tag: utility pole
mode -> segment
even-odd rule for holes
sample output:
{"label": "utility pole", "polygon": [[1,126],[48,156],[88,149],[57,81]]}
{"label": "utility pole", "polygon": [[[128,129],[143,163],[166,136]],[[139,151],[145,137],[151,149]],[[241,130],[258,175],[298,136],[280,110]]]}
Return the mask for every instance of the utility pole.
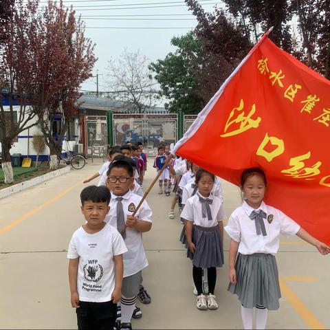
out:
{"label": "utility pole", "polygon": [[98,96],[98,70],[96,70],[96,96]]}
{"label": "utility pole", "polygon": [[98,70],[96,70],[96,76],[93,76],[94,78],[96,77],[96,96],[98,96],[98,76],[103,76],[102,74],[98,73]]}

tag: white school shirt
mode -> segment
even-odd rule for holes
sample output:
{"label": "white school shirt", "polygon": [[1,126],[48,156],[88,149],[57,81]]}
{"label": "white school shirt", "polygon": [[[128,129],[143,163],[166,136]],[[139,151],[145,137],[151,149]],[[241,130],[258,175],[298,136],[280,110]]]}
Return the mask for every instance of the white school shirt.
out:
{"label": "white school shirt", "polygon": [[109,169],[109,166],[111,162],[109,160],[107,160],[105,163],[103,164],[103,165],[101,166],[100,168],[100,170],[98,171],[98,174],[100,175],[102,175],[104,172],[107,173],[107,171]]}
{"label": "white school shirt", "polygon": [[134,180],[134,188],[131,191],[138,196],[141,196],[141,197],[143,197],[143,195],[144,195],[141,186],[136,182],[136,180]]}
{"label": "white school shirt", "polygon": [[275,255],[280,245],[280,234],[287,236],[296,234],[300,226],[277,208],[261,202],[258,210],[267,214],[264,219],[267,236],[257,235],[256,225],[250,215],[254,210],[246,201],[230,215],[225,227],[227,234],[239,242],[239,252],[241,254],[266,253]]}
{"label": "white school shirt", "polygon": [[[131,215],[133,210],[136,208],[141,201],[142,197],[132,192],[131,190],[123,196],[116,196],[111,192],[111,199],[110,200],[110,210],[107,215],[106,221],[117,228],[117,197],[122,197],[122,208],[125,219],[128,215]],[[139,220],[152,222],[151,217],[153,212],[146,201],[144,201],[141,207],[139,208],[135,217]],[[146,253],[143,248],[142,237],[141,232],[138,232],[134,228],[126,229],[125,244],[129,250],[124,254],[124,277],[130,276],[140,272],[143,268],[148,266]]]}
{"label": "white school shirt", "polygon": [[98,186],[99,187],[100,186],[105,186],[105,183],[107,182],[107,170],[105,170],[102,173],[101,177],[100,178],[100,180],[98,184]]}
{"label": "white school shirt", "polygon": [[179,186],[183,189],[184,186],[192,179],[193,179],[195,181],[195,174],[189,170],[186,173],[182,175],[181,178],[180,183],[179,184]]}
{"label": "white school shirt", "polygon": [[[192,197],[192,192],[194,192],[194,188],[192,185],[195,184],[195,177],[193,177],[189,182],[184,187],[182,190],[182,204],[185,205],[188,199]],[[196,192],[198,191],[196,190]]]}
{"label": "white school shirt", "polygon": [[[226,218],[226,212],[223,209],[222,200],[211,195],[208,197],[213,201],[212,204],[210,205],[212,220],[208,220],[207,215],[205,218],[202,216],[201,203],[199,201],[199,196],[201,195],[197,194],[198,193],[187,200],[184,210],[181,213],[181,217],[188,221],[192,221],[194,225],[200,226],[201,227],[210,228],[218,226],[218,222],[221,221]],[[201,196],[201,197],[205,199],[202,196]]]}
{"label": "white school shirt", "polygon": [[175,171],[175,175],[180,176],[187,172],[187,162],[181,157],[174,160],[173,169]]}
{"label": "white school shirt", "polygon": [[77,290],[79,300],[104,302],[112,300],[115,289],[113,256],[127,251],[118,230],[110,225],[95,234],[82,227],[74,232],[69,244],[67,258],[79,258]]}

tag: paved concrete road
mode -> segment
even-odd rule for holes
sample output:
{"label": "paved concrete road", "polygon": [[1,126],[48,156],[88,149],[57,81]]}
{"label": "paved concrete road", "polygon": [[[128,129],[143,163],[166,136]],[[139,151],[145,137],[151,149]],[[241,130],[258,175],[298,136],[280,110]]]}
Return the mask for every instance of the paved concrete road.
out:
{"label": "paved concrete road", "polygon": [[[66,250],[84,222],[79,209],[82,180],[100,165],[89,161],[82,170],[0,199],[0,329],[76,329]],[[149,168],[144,188],[155,175]],[[223,191],[229,215],[240,204],[239,193],[227,182]],[[170,198],[158,195],[156,186],[147,199],[154,223],[144,234],[150,265],[143,277],[152,302],[139,302],[143,317],[133,320],[134,329],[241,329],[240,305],[226,291],[227,265],[218,270],[219,310],[196,309],[191,263],[178,241],[177,210],[175,220],[167,218]],[[228,245],[226,237],[226,251]],[[276,258],[283,298],[280,310],[269,313],[267,327],[329,329],[329,256],[295,236],[282,239]]]}

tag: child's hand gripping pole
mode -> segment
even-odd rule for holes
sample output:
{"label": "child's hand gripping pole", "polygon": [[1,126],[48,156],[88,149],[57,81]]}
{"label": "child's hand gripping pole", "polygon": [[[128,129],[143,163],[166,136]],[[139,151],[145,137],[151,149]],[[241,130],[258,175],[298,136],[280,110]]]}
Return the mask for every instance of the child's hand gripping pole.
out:
{"label": "child's hand gripping pole", "polygon": [[[164,166],[163,167],[160,169],[160,170],[158,172],[158,173],[157,173],[157,175],[156,175],[156,177],[154,179],[154,180],[151,182],[151,184],[150,185],[149,188],[146,190],[146,191],[144,192],[144,195],[143,195],[143,197],[142,199],[141,199],[141,201],[140,201],[140,203],[138,205],[138,206],[135,208],[135,210],[134,210],[133,212],[132,213],[132,216],[133,217],[135,217],[137,212],[139,210],[139,208],[141,207],[141,206],[142,205],[142,203],[143,201],[144,201],[144,199],[146,198],[146,197],[148,196],[148,194],[150,192],[150,190],[152,189],[152,188],[153,187],[153,186],[155,185],[155,184],[157,182],[157,180],[158,179],[158,178],[160,177],[160,175],[162,175],[162,173],[163,173],[164,170],[167,167],[167,166],[168,165],[168,164],[170,163],[170,160],[172,160],[172,158],[173,157],[173,155],[170,154],[170,156],[168,156],[168,157],[166,159],[165,163],[164,164]],[[125,225],[124,226],[124,228],[122,228],[120,234],[122,235],[125,232],[126,232],[126,228],[127,228],[127,226]]]}

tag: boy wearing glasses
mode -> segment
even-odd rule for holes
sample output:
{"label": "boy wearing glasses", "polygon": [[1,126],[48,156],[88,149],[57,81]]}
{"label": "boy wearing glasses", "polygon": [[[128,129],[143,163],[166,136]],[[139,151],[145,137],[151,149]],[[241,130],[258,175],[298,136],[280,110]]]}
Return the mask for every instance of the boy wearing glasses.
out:
{"label": "boy wearing glasses", "polygon": [[124,279],[122,286],[121,324],[118,329],[131,330],[131,319],[139,293],[142,270],[148,265],[141,233],[151,229],[153,212],[144,201],[135,217],[131,214],[142,199],[133,193],[132,166],[124,160],[112,163],[107,172],[107,187],[111,191],[110,210],[106,221],[122,232],[128,249],[123,254]]}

- Задание: Извлеките все строки, приведённые выше, без единого изменения. Изображения в ответ не включайте.

- Результат выполнения:
tag: utility pole
mode -> segment
even-odd rule for holes
sample output:
{"label": "utility pole", "polygon": [[1,126],[48,156],[88,149],[57,81]]}
{"label": "utility pole", "polygon": [[[128,129],[143,163],[166,136]],[[139,151],[145,137],[151,149]],[[241,130],[258,175],[298,136],[280,110]]]}
Return the mask for every instance of the utility pole.
out:
{"label": "utility pole", "polygon": [[98,96],[98,70],[96,70],[96,96]]}
{"label": "utility pole", "polygon": [[98,70],[96,70],[96,76],[93,76],[94,78],[96,77],[96,96],[98,96],[98,76],[103,76],[102,74],[98,73]]}

tag: white school shirt
mode -> segment
even-odd rule for holes
sample output:
{"label": "white school shirt", "polygon": [[1,126],[48,156],[88,149],[57,81]]}
{"label": "white school shirt", "polygon": [[[128,129],[143,163],[166,136]],[[139,151],[145,137],[151,149]],[[241,130],[258,175],[298,136],[280,110]]]}
Return the mask for every instance of the white school shirt.
out:
{"label": "white school shirt", "polygon": [[109,169],[109,166],[111,162],[109,160],[107,160],[105,163],[103,164],[103,165],[101,166],[100,168],[100,170],[98,171],[98,174],[100,175],[102,175],[104,172],[107,173],[107,171]]}
{"label": "white school shirt", "polygon": [[134,180],[134,188],[131,191],[138,196],[141,196],[141,197],[143,197],[143,195],[144,195],[141,186],[136,182],[136,180]]}
{"label": "white school shirt", "polygon": [[275,255],[280,245],[280,234],[287,236],[296,234],[300,226],[277,208],[261,202],[258,210],[267,214],[264,219],[267,236],[257,235],[256,225],[250,215],[254,210],[246,201],[230,215],[225,227],[227,234],[239,242],[239,252],[241,254],[266,253]]}
{"label": "white school shirt", "polygon": [[[131,215],[133,210],[136,208],[141,201],[142,197],[132,192],[131,190],[123,196],[116,196],[111,192],[111,199],[110,200],[110,210],[107,215],[106,221],[117,228],[117,197],[122,197],[122,208],[125,219],[128,215]],[[139,220],[152,222],[151,217],[153,212],[146,201],[144,201],[141,207],[139,208],[135,217]],[[146,253],[143,248],[142,237],[141,232],[138,232],[134,228],[126,229],[125,244],[129,250],[124,254],[124,277],[130,276],[140,272],[143,268],[148,266]]]}
{"label": "white school shirt", "polygon": [[98,186],[99,187],[100,186],[105,186],[105,183],[107,182],[107,170],[105,170],[102,173],[101,177],[100,178],[100,180],[98,184]]}
{"label": "white school shirt", "polygon": [[179,186],[183,189],[184,186],[192,179],[193,179],[195,181],[195,174],[189,170],[186,173],[182,175],[181,178],[180,183],[179,184]]}
{"label": "white school shirt", "polygon": [[[192,197],[192,192],[194,192],[194,188],[192,185],[195,184],[195,177],[193,177],[189,182],[184,187],[182,190],[182,204],[185,205],[188,199]],[[196,192],[198,191],[196,190]]]}
{"label": "white school shirt", "polygon": [[[226,218],[226,212],[223,209],[222,200],[211,195],[208,197],[213,201],[212,204],[210,205],[212,220],[208,220],[207,215],[205,218],[202,216],[201,203],[199,201],[199,196],[201,195],[197,194],[198,193],[187,200],[184,210],[181,213],[181,217],[188,221],[192,221],[194,225],[200,226],[201,227],[210,228],[218,226],[218,222],[221,221]],[[201,196],[201,197],[205,199],[202,196]]]}
{"label": "white school shirt", "polygon": [[175,171],[175,175],[180,176],[187,172],[187,162],[181,157],[174,160],[173,169]]}
{"label": "white school shirt", "polygon": [[77,290],[79,300],[104,302],[112,300],[115,289],[113,256],[127,251],[118,230],[110,225],[95,234],[82,227],[74,232],[69,244],[67,258],[79,258]]}

tag: paved concrete road
mode -> segment
even-odd rule for holes
sample output:
{"label": "paved concrete road", "polygon": [[1,126],[48,156],[88,149],[57,81]]}
{"label": "paved concrete road", "polygon": [[[128,129],[143,163],[166,136]],[[139,151],[145,137],[151,149]],[[241,130],[258,175],[298,136],[280,110]]]}
Return the mask for every instance of the paved concrete road.
out:
{"label": "paved concrete road", "polygon": [[[66,250],[84,222],[79,209],[82,180],[100,165],[89,161],[82,170],[0,199],[0,329],[76,329]],[[149,168],[144,188],[155,175]],[[223,191],[229,215],[240,204],[239,193],[227,182]],[[170,198],[158,195],[156,186],[147,199],[154,223],[144,234],[150,265],[143,277],[152,302],[139,302],[143,317],[133,320],[134,329],[241,329],[240,305],[226,291],[227,265],[218,270],[219,310],[196,309],[191,263],[178,241],[177,210],[175,220],[167,218]],[[228,245],[226,237],[226,251]],[[276,258],[283,298],[280,310],[269,313],[267,327],[329,329],[329,256],[295,236],[282,239]]]}

tag: child's hand gripping pole
mode -> segment
even-odd rule for holes
sample output:
{"label": "child's hand gripping pole", "polygon": [[1,126],[48,156],[88,149],[57,81]]}
{"label": "child's hand gripping pole", "polygon": [[[128,129],[143,163],[166,136]],[[139,151],[145,137],[151,149]],[[241,130],[258,175],[298,136],[280,110]]]}
Return the mask for every instance of the child's hand gripping pole.
out:
{"label": "child's hand gripping pole", "polygon": [[[164,166],[163,167],[160,169],[160,170],[158,172],[158,173],[157,173],[157,175],[156,175],[156,177],[154,179],[154,180],[151,182],[151,184],[150,185],[149,188],[146,190],[146,191],[144,192],[144,195],[143,195],[143,197],[142,199],[141,199],[141,201],[140,201],[140,203],[138,205],[138,206],[135,208],[135,210],[134,210],[133,212],[132,213],[132,216],[133,217],[135,217],[137,212],[139,210],[139,208],[141,207],[141,206],[142,205],[142,203],[143,201],[144,201],[144,199],[146,198],[146,197],[148,196],[148,194],[150,192],[150,190],[152,189],[152,188],[153,187],[153,186],[155,185],[155,184],[157,182],[157,180],[158,179],[158,178],[160,177],[160,175],[162,175],[162,173],[163,173],[164,170],[167,167],[167,166],[168,165],[168,164],[170,163],[170,160],[172,160],[172,158],[173,157],[173,155],[170,154],[170,156],[168,156],[168,157],[166,159],[165,163],[164,164]],[[125,225],[124,226],[124,228],[122,228],[120,234],[122,235],[125,232],[126,232],[126,228],[127,228],[127,226]]]}

tag: boy wearing glasses
mode -> segment
even-odd rule for holes
sample output:
{"label": "boy wearing glasses", "polygon": [[1,126],[48,156],[88,149],[57,81]]}
{"label": "boy wearing glasses", "polygon": [[[128,129],[143,163],[166,136]],[[139,151],[145,137],[151,149]],[[241,130],[258,175],[298,136],[280,110]]]}
Return the mask for every instance of the boy wearing glasses.
out:
{"label": "boy wearing glasses", "polygon": [[124,279],[122,286],[121,324],[118,329],[131,330],[131,319],[139,293],[142,270],[148,265],[141,233],[151,229],[153,212],[144,201],[135,217],[131,214],[142,199],[133,193],[132,166],[124,160],[112,163],[107,172],[107,187],[111,191],[110,210],[106,221],[122,232],[128,249],[123,254]]}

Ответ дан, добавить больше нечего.